#### [Exercise details]
Reduce the material below to its lines containing "image".

#### [Dataset records]

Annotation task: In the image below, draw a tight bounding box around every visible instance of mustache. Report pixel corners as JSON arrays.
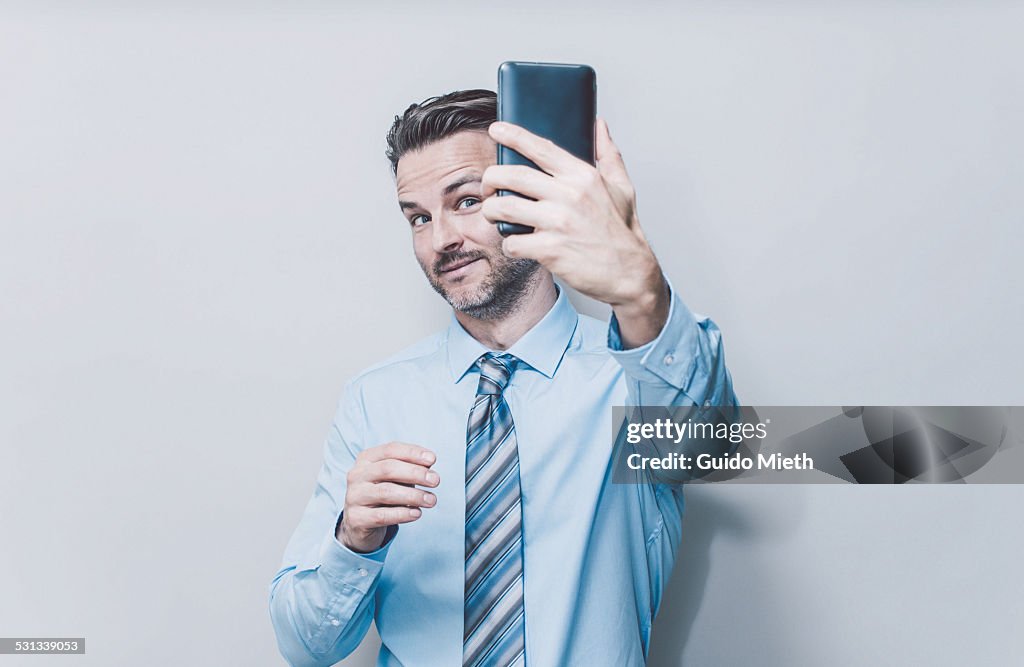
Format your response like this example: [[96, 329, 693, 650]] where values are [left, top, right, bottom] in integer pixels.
[[433, 250, 486, 274]]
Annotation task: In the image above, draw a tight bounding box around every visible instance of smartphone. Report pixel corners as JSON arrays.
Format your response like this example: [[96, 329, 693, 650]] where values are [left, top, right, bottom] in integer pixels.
[[496, 61, 597, 236]]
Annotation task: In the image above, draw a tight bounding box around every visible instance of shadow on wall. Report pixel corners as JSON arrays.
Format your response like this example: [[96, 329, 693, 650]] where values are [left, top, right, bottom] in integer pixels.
[[647, 485, 807, 667]]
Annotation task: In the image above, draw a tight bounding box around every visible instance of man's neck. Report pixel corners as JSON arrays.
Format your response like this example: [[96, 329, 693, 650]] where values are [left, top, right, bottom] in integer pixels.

#### [Your solution]
Annotation task: In the image below, draw a tight bounding box around every visible instance of mustache. Report pixel corners as JSON arrays.
Annotation task: In the image above, draw a tight bounding box around every visible instance of smartphone. Report pixel corners as JSON arrays.
Annotation task: In the image above, draw a tight bounding box around every visible instance of shadow on wall. Report pixel corners as JSON arrays.
Annotation task: In the image above, draw a tight bounding box around every visible instance of man's neck. Report pixel corners as JSON arrays.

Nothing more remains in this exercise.